** Problem to work on **
Rewrite the material from its first line through the line containing "x=170, y=17", replacing "white cloud" with "cumulus cloud" and keeping everything else the same.

-- BEGIN Material provided --

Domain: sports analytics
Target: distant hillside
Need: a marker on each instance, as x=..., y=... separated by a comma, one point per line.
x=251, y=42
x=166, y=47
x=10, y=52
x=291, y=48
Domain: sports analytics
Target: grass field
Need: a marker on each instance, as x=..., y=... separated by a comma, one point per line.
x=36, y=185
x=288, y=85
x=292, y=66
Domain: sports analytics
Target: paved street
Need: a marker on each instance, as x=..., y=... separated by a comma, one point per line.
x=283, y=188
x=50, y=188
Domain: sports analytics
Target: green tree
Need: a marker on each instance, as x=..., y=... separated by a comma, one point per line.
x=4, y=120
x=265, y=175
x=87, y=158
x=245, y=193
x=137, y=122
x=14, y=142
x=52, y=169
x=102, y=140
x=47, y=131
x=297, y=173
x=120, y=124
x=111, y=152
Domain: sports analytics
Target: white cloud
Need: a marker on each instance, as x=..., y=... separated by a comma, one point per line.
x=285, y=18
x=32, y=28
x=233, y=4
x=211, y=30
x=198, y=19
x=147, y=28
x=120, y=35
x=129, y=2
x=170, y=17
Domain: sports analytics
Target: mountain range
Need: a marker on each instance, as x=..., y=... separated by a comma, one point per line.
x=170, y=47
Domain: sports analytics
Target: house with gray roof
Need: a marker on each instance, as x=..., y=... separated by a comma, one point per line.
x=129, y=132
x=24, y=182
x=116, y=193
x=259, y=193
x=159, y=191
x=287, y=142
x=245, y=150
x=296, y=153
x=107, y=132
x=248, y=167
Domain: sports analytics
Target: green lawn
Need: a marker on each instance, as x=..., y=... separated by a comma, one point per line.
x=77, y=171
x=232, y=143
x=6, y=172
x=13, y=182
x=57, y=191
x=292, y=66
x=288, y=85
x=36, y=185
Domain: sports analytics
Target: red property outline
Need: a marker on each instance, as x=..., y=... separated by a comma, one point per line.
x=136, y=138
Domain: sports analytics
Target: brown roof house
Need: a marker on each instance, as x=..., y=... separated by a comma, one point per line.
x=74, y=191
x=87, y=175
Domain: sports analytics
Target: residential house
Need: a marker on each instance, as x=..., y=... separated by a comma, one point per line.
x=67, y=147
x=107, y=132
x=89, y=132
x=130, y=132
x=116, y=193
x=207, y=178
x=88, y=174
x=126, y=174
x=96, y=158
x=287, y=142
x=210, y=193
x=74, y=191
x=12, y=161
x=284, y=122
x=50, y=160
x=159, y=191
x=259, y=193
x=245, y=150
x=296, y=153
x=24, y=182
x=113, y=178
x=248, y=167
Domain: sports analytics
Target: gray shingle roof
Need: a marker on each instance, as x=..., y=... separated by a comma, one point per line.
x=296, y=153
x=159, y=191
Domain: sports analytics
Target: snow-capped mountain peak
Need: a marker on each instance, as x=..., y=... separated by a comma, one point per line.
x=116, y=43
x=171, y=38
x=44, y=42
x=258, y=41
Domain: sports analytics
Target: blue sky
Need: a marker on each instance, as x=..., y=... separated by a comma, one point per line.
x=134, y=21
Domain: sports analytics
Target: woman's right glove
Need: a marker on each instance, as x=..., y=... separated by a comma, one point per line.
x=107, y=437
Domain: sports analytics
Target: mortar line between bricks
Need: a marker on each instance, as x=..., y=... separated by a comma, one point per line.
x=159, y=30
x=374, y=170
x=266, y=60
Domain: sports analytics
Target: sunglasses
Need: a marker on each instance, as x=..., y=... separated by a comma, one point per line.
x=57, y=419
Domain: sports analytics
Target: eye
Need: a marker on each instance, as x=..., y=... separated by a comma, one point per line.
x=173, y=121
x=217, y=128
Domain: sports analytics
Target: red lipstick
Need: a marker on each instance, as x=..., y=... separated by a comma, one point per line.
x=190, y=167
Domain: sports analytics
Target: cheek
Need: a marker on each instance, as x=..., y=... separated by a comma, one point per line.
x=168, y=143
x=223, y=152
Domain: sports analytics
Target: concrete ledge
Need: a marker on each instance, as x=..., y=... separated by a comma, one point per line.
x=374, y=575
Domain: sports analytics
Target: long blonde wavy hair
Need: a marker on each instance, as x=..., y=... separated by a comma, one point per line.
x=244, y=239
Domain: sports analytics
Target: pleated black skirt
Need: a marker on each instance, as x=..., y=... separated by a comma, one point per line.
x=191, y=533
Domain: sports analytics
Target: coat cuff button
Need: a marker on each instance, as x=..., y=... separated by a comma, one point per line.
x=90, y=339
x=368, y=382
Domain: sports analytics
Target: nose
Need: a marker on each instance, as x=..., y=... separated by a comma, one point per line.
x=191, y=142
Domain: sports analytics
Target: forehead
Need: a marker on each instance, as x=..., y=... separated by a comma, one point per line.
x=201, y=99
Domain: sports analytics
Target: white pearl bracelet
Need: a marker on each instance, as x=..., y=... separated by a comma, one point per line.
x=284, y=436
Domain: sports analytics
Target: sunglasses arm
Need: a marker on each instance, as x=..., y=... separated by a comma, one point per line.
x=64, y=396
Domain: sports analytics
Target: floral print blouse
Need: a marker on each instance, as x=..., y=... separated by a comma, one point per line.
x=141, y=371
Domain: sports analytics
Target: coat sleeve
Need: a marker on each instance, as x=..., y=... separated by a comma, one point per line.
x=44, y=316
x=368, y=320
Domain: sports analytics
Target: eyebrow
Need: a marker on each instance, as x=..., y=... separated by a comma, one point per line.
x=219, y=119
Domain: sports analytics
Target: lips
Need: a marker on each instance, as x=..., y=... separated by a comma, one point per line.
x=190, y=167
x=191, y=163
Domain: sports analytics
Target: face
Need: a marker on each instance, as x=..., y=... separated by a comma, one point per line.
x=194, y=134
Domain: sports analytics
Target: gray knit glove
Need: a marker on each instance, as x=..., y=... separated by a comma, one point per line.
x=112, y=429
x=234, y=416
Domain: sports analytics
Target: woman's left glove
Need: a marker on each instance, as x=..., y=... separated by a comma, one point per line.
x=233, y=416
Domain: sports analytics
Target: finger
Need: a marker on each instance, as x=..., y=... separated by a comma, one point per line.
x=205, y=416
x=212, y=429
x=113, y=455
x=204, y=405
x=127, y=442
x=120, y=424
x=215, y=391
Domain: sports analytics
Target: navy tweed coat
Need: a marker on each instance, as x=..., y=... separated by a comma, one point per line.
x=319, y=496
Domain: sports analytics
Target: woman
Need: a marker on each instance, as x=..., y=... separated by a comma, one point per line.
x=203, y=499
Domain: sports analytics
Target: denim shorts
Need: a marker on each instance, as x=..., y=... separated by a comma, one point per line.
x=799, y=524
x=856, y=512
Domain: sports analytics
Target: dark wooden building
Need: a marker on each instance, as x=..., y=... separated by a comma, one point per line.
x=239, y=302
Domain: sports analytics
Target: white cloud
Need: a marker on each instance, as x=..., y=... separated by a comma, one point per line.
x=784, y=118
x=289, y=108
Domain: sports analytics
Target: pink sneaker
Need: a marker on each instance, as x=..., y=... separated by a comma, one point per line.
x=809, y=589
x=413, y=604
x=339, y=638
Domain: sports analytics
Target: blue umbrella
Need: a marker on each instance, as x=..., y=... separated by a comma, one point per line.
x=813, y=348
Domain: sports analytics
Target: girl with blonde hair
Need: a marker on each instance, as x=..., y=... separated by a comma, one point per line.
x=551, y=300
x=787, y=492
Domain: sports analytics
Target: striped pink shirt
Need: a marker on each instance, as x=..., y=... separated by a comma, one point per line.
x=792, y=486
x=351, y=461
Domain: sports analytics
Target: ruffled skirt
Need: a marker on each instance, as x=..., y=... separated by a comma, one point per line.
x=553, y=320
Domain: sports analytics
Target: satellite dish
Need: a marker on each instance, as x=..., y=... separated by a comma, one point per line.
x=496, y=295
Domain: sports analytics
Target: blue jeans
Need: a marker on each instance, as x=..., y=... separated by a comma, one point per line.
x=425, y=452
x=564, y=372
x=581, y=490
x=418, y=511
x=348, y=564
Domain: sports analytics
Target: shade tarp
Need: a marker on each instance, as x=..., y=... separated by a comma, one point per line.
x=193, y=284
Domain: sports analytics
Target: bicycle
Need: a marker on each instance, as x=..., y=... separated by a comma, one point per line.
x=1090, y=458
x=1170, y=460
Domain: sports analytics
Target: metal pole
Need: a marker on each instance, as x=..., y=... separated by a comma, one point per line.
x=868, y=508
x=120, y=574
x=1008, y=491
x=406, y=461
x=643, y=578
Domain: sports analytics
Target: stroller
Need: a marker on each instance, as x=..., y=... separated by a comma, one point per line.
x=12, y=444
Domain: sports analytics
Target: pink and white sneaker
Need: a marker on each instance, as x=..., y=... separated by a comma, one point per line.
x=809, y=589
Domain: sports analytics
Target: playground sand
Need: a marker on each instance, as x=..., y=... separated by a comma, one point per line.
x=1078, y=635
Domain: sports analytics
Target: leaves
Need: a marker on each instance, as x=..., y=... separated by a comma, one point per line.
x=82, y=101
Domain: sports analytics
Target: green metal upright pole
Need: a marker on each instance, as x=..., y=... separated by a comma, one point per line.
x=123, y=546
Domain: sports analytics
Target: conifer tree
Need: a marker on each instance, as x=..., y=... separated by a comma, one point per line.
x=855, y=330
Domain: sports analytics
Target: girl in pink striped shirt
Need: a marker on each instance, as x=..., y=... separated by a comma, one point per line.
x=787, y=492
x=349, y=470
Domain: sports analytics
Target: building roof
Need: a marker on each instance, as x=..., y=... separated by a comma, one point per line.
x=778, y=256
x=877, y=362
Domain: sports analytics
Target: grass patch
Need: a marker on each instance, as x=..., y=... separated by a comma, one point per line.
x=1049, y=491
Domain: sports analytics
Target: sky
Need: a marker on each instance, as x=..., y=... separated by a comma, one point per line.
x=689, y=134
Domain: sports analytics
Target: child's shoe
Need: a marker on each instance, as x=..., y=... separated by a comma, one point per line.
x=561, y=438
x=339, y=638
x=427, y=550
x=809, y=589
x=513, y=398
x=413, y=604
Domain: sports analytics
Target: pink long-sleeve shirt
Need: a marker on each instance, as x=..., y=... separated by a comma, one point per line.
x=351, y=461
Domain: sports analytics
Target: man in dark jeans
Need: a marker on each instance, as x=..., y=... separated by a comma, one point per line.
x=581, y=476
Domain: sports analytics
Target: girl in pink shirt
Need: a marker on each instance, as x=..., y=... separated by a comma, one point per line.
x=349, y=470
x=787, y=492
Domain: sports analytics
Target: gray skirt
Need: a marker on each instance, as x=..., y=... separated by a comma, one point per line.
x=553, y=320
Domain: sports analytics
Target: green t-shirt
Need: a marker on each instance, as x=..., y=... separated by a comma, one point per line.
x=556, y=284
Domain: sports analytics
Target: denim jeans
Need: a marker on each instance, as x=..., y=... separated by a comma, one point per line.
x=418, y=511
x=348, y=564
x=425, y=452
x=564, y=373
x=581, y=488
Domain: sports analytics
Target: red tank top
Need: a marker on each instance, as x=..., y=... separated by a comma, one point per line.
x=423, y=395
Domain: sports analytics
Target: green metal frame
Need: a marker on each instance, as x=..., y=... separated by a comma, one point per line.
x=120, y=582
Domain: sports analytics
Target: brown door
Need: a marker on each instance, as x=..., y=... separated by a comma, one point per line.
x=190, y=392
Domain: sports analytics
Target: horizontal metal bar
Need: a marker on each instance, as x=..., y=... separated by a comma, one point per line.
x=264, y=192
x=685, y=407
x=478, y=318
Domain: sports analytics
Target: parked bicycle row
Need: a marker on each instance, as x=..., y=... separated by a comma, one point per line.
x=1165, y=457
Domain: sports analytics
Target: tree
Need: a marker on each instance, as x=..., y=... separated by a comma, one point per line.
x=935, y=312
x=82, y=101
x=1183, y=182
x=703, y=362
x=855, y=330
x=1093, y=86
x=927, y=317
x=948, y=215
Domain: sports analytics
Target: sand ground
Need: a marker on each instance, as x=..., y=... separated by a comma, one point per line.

-- END Material provided --

** Task answer **
Domain: sports analytics
Target: distant hillside
Need: a marker on each instance, as x=..., y=... separated by a comma, one point per line.
x=251, y=42
x=166, y=47
x=10, y=52
x=291, y=48
Domain: sports analytics
Target: grass field
Need: a marker on each instance, as x=..., y=... separated by a comma, one point per line.
x=36, y=185
x=288, y=85
x=292, y=66
Domain: sports analytics
Target: paved street
Need: a marker on each instance, as x=..., y=... separated by a comma, one point per line.
x=283, y=188
x=50, y=188
Domain: sports analytics
Target: green tree
Need: a marker on each instance, as x=..., y=... separated by a comma, one point per line.
x=4, y=120
x=265, y=175
x=87, y=158
x=245, y=193
x=137, y=122
x=14, y=142
x=52, y=169
x=102, y=140
x=47, y=131
x=297, y=173
x=120, y=124
x=111, y=152
Domain: sports analytics
Target: cumulus cloud
Need: a marker on each instance, as x=..., y=... separated by a comma, one point per line.
x=285, y=18
x=32, y=28
x=233, y=4
x=211, y=30
x=198, y=19
x=147, y=28
x=120, y=35
x=129, y=2
x=170, y=17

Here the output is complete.